Extracted records:
[Start of section]
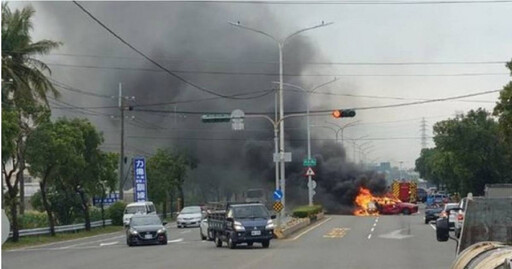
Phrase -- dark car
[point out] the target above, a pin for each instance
(146, 229)
(432, 213)
(422, 195)
(242, 224)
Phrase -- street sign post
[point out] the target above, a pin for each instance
(286, 156)
(278, 206)
(140, 187)
(309, 162)
(310, 172)
(278, 195)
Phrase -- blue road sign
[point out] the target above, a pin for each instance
(278, 195)
(140, 186)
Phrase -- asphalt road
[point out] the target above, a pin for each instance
(335, 242)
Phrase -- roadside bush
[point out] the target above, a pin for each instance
(307, 211)
(33, 219)
(115, 212)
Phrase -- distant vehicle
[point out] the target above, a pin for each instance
(146, 229)
(460, 216)
(422, 195)
(445, 213)
(242, 223)
(432, 213)
(405, 191)
(398, 208)
(139, 208)
(189, 216)
(256, 196)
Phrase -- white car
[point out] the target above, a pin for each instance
(203, 230)
(452, 217)
(189, 216)
(460, 216)
(139, 208)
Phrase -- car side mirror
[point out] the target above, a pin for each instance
(442, 229)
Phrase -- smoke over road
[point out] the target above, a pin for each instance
(196, 37)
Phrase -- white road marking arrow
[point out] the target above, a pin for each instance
(395, 235)
(108, 244)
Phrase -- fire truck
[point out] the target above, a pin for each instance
(405, 191)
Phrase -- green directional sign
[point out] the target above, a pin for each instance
(217, 117)
(309, 162)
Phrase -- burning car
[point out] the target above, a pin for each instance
(368, 204)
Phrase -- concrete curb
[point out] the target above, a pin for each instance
(299, 224)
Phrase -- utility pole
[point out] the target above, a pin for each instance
(121, 157)
(423, 129)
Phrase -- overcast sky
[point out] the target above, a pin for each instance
(360, 34)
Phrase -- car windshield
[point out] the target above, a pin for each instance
(135, 209)
(245, 212)
(191, 210)
(136, 221)
(255, 194)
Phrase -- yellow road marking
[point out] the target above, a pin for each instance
(308, 230)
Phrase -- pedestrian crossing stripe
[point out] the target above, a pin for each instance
(336, 233)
[End of section]
What is required: Repeat each record verbatim, pictures excluded.

Finished exercise:
Phrase -- dark car
[point out] the target above, a pin for each instance
(146, 229)
(432, 213)
(422, 195)
(242, 224)
Phrase -- street sign post
[point out] the target above, a pin for each instance
(286, 156)
(278, 206)
(140, 187)
(309, 162)
(310, 172)
(278, 195)
Phrase -- blue road sign
[point out] the target above, a pin for each instance
(278, 195)
(140, 186)
Phrase -- asphalt road
[point out] the target above, a pin for each instance
(335, 242)
Phrase -- roadside bush
[point out] the target above, a pin for each instance
(307, 211)
(33, 219)
(115, 212)
Phrase -- distant vehicle
[point out] the target above, a pin for each instance
(146, 229)
(460, 216)
(422, 195)
(445, 213)
(242, 223)
(432, 213)
(405, 191)
(398, 208)
(139, 208)
(189, 216)
(256, 196)
Phrase -- white car
[point out] the target above, a pin for each instance
(203, 230)
(452, 217)
(189, 216)
(460, 216)
(139, 208)
Phrase -- car side mirror
[point out] the target above, a pin for each instance
(442, 229)
Phrase -- smoke over road
[point out] the target above, a pin for each instance
(196, 37)
Phrase -- white road marking arrow
[point out] the target above, a pin for each instance
(395, 235)
(108, 244)
Phrase -- fire truck
[point out] the target above, a pin for each instance
(405, 191)
Phrase -- green directional sign
[point out] the target above, a pin for each instance
(217, 117)
(309, 162)
Phrase -- burning car
[point out] the target above, a pin for each instance
(368, 204)
Phrase -- concrete curb
[point out] the target above, a pin for each instance
(299, 224)
Phrase -- utility pole
[point out] the target above, a pin for each instance
(121, 157)
(423, 129)
Phrase -- overcast sky
[point out] the target above, a pin for each instance
(360, 34)
Phrase -- car windshield
[point out] the target above, a pin for each instance
(135, 209)
(245, 212)
(191, 210)
(136, 221)
(255, 194)
Phrase -- yellow road marking
[point out] the target above, a pin for each instance
(308, 230)
Phrase -- pedestrian crossing stripe
[point out] the target above, a pin for each instance
(336, 233)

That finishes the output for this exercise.